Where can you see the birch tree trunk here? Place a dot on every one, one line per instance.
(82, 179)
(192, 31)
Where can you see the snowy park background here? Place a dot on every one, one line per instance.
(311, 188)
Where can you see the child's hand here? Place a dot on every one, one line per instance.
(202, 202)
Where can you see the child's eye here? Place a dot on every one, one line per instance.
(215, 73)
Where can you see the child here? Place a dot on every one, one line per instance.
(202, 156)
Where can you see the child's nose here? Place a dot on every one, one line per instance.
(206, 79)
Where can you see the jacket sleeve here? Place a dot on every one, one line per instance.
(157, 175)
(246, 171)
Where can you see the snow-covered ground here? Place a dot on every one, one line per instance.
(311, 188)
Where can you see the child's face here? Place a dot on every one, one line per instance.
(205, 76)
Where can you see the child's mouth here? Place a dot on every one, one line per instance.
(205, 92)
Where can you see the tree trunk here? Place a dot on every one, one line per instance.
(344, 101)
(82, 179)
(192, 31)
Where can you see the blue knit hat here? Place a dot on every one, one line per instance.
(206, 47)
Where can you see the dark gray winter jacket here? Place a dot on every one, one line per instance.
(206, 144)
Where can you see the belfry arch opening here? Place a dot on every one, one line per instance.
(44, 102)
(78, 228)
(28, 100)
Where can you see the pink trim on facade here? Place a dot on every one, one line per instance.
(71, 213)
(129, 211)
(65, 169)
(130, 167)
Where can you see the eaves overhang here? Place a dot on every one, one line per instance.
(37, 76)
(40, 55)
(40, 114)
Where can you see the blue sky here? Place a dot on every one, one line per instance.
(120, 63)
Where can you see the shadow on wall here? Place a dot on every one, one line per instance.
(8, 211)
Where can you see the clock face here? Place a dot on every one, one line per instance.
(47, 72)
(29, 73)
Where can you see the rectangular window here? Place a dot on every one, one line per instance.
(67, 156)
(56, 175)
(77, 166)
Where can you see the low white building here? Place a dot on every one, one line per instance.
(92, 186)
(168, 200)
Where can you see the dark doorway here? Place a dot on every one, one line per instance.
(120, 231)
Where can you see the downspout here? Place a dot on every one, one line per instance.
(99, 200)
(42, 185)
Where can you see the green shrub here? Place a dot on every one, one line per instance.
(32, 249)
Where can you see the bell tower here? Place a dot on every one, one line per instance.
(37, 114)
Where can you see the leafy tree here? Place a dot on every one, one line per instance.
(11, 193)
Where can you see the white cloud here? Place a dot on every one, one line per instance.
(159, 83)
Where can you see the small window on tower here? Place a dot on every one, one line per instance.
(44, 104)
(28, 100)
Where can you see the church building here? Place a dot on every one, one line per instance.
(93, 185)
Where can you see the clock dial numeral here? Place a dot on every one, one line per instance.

......

Reproduce the entries above in full, precisely as written.

> **Answer area**:
Where can you see the birch tree trunk here? Place a dot on every one, one line per instance.
(82, 179)
(192, 31)
Where can you see the snowy park background here? Place a dot on every one, one line per instance.
(311, 188)
Where can you see the child's hand here? Place a dot on every one, one line per instance.
(202, 202)
Where can you see the child's eye here? Place a dot on every one, one line per instance.
(215, 73)
Where can you see the child here? Place a dot on every one, one line per instance.
(202, 156)
Where can you see the child's nose here? Place a dot on every one, one line per instance.
(206, 79)
Where can you see the jacket sleeve here? Place a dot on every one, one line per instance.
(157, 175)
(246, 171)
Where can you see the snow-covered ground here? Place a dot on every one, one line per instance.
(311, 188)
Where can you see the child's face here? Place a dot on every one, one line per instance.
(205, 76)
Where can you see the child's mouth here? Place a dot on every one, one line per instance.
(205, 92)
Where can you see the tree trunk here? Place a dot on every one, one line per instance.
(344, 101)
(82, 179)
(192, 31)
Where can you see the blue knit hat here? Place a dot on every one, one line per instance.
(206, 47)
Where can you see the dark gray winter jacket here? Place a dot on every one, one line per instance.
(206, 144)
Where can you see the belfry arch opening here? Place a dot on every one, one line per instance.
(44, 102)
(78, 228)
(28, 100)
Where can you see the pink trim on facade here? Place a dot on every one, one line per instance.
(71, 213)
(129, 211)
(65, 169)
(130, 167)
Where can you see the eaves overhang here? Place a dot on every one, one line per instance.
(37, 76)
(40, 55)
(40, 114)
Where can you see the blue sky here? Place a dot on every one, one line per instance.
(120, 63)
Where can you see the shadow on wall here? Place a dot on every one, one line per instance.
(8, 211)
Where can you see the clock face here? Place a dot on every one, one line per instance.
(47, 72)
(29, 73)
Where can you see the rectangular window here? Place a dot on every one, one line per instance.
(67, 156)
(56, 175)
(77, 166)
Where can you see the low white building here? Place a dot on every one, one line per instance.
(92, 186)
(168, 200)
Where can you see the dark doorway here? Place a dot on every one, one line per instance.
(120, 231)
Where can you see the downspout here? Place a dot on every one, one line per instance.
(99, 200)
(42, 185)
Where can you see the green shrub here? Place a dot on every one, one line per instance.
(32, 249)
Where can you see the bell tower here? Place a dot on every one, one line per instance.
(37, 114)
Where can you see the leafy tree here? Place a dot on every one, one line per instance.
(11, 193)
Where can you see the white cloud here? Place a dot on every one, one line per instance.
(159, 83)
Where can you see the small window on tower here? Place a dot on every one, one line per instance.
(44, 104)
(28, 100)
Where can you see the church building here? Place a dot on every one, one line per instance.
(93, 185)
Where can you see the clock dial numeral here? Place a dot on every one, one line per instance.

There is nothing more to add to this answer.